_Given problem 1_. Convert the listing below into a two-column CSV with the columns "prompt" and "reply", one row per entry, starting at the line that contains "Annotate the towel" and ending at the line that contains "(1102, 382)", both included. Put each entry's text and its answer in one quoted field apiece, replacing line breaks with spaces.

_Selected extract_.
* begin *
But this much we do know at the 10th Presidents Cup at Jack’s Place: If captain Nick Price and his International squad are really, truly – and finally – going to get their Charlie Brown-like fortunes reversed, and make this biennial event competitive, then it’s likely a contingent from southern Africa that provides the key to opening the door.

Six – count ‘em, six – players from southern Africa are here to play for the Internationals this week: South Africa’s Ernie Els, Charl Schwartzel, Louis Oosthuizen, Branden Grace, Richard Sterne and Zimbabwe’s Brendon de Jonge.

It’s another Zimbabwean, Price, long ago was adopted as South African back home, who will lead the way, and he is joined by two assistants from Zimbabwe, Mark McNulty and Tony Johnstone, who are characters in their own right.

Translation: The International team room will not lack for fun and laughter this week.

“It's quite lively,” said Els, who is the unofficial godfather of the International side. This will be Els’ eighth Presidents Cup, and despite playing for a side that has won only once, he has managed to maintain a record over .500 (17-16-2).

“These boys are quite lively. They remind me of myself when I was in my 20s. They like to have a go (a good time), you know what I mean. It's nice to have them around, keeping the energy up.”

In addition, the team has three players from Australia (Adam Scott, Marc Leishman, Jason Day), so it provides a pretty stout nucleus from the Southern Hemisphere. It’s certainly a stark and refreshing change for a “Rest of the World” team that sometimes has more translators than assistant captains. The 2000 International team, for instance, which was trounced by 11 points at RTJ Golf Club in Virginia, featured players from Australia, New Zealand, South Africa, Paraguay, Japan, Zimbabwe, Fiji and Canada. That wasn’t a unified golf squad so much as it was a gathering of the United Nations. So coming together, at times, has presented a challenge, to say the least.
* end *
_Supplied material_.
* begin *
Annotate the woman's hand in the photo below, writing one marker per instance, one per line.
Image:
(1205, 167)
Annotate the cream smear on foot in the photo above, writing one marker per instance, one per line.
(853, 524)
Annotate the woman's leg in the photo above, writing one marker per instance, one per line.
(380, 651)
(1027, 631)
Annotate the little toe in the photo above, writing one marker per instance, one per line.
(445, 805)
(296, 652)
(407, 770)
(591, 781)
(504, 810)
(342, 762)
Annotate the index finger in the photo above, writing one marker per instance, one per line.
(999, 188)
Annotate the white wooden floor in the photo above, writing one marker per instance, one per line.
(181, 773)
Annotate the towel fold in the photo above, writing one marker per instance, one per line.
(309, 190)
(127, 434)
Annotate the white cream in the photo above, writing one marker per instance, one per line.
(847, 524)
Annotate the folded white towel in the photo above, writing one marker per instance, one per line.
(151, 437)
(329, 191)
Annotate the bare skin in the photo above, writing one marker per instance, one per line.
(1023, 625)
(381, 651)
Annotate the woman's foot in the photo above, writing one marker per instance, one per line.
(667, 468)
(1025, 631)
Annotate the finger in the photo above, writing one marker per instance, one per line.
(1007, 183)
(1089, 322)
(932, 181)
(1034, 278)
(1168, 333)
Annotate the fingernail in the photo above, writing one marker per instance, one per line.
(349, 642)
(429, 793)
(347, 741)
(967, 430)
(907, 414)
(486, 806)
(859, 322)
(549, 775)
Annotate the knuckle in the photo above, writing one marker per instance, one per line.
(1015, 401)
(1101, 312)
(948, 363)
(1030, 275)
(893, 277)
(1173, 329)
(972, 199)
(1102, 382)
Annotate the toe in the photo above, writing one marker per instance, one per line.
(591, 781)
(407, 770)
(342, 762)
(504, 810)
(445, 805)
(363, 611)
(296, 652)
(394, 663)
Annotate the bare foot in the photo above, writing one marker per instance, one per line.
* end *
_Given problem 2_. Duplicate the entire Presidents Cup article word for word.

_Finished answer 1_.
prompt,reply
"Annotate the towel fold in the photo above, writing one marker per instance, one per line.","(309, 190) (127, 434)"
"Annotate the white cream in the photo above, writing one marker per instance, one per line.","(847, 524)"
"Annotate the folded white towel in the photo above, writing one marker per instance, one per line.","(151, 437) (329, 191)"
"Annotate the bare skin in the photo above, writing one marker per instance, one per line.","(1023, 625) (381, 651)"
"Annotate the woman's foot in the photo above, writing one marker per instance, one per line.","(667, 468) (1025, 631)"
"Annotate the finger in the photo above, writing one marker per instance, one per line.","(1007, 183) (1089, 322) (932, 181) (1034, 278) (1168, 333)"
"Annotate the fingernail in the photo above, writing one marker per instance, one per line.","(349, 642) (429, 793) (347, 741) (967, 430) (907, 414) (486, 806) (859, 322) (549, 775)"
"Annotate the knuckle in the photo above, writing one marker per instance, one per line.","(1015, 401) (1101, 312) (948, 363) (1030, 275) (893, 277) (1173, 329) (972, 199) (1102, 382)"

_Finished answer 2_.
But this much we do know at the 10th Presidents Cup at Jack’s Place: If captain Nick Price and his International squad are really, truly – and finally – going to get their Charlie Brown-like fortunes reversed, and make this biennial event competitive, then it’s likely a contingent from southern Africa that provides the key to opening the door.

Six – count ‘em, six – players from southern Africa are here to play for the Internationals this week: South Africa’s Ernie Els, Charl Schwartzel, Louis Oosthuizen, Branden Grace, Richard Sterne and Zimbabwe’s Brendon de Jonge.

It’s another Zimbabwean, Price, long ago was adopted as South African back home, who will lead the way, and he is joined by two assistants from Zimbabwe, Mark McNulty and Tony Johnstone, who are characters in their own right.

Translation: The International team room will not lack for fun and laughter this week.

“It's quite lively,” said Els, who is the unofficial godfather of the International side. This will be Els’ eighth Presidents Cup, and despite playing for a side that has won only once, he has managed to maintain a record over .500 (17-16-2).

“These boys are quite lively. They remind me of myself when I was in my 20s. They like to have a go (a good time), you know what I mean. It's nice to have them around, keeping the energy up.”

In addition, the team has three players from Australia (Adam Scott, Marc Leishman, Jason Day), so it provides a pretty stout nucleus from the Southern Hemisphere. It’s certainly a stark and refreshing change for a “Rest of the World” team that sometimes has more translators than assistant captains. The 2000 International team, for instance, which was trounced by 11 points at RTJ Golf Club in Virginia, featured players from Australia, New Zealand, South Africa, Paraguay, Japan, Zimbabwe, Fiji and Canada. That wasn’t a unified golf squad so much as it was a gathering of the United Nations. So coming together, at times, has presented a challenge, to say the least.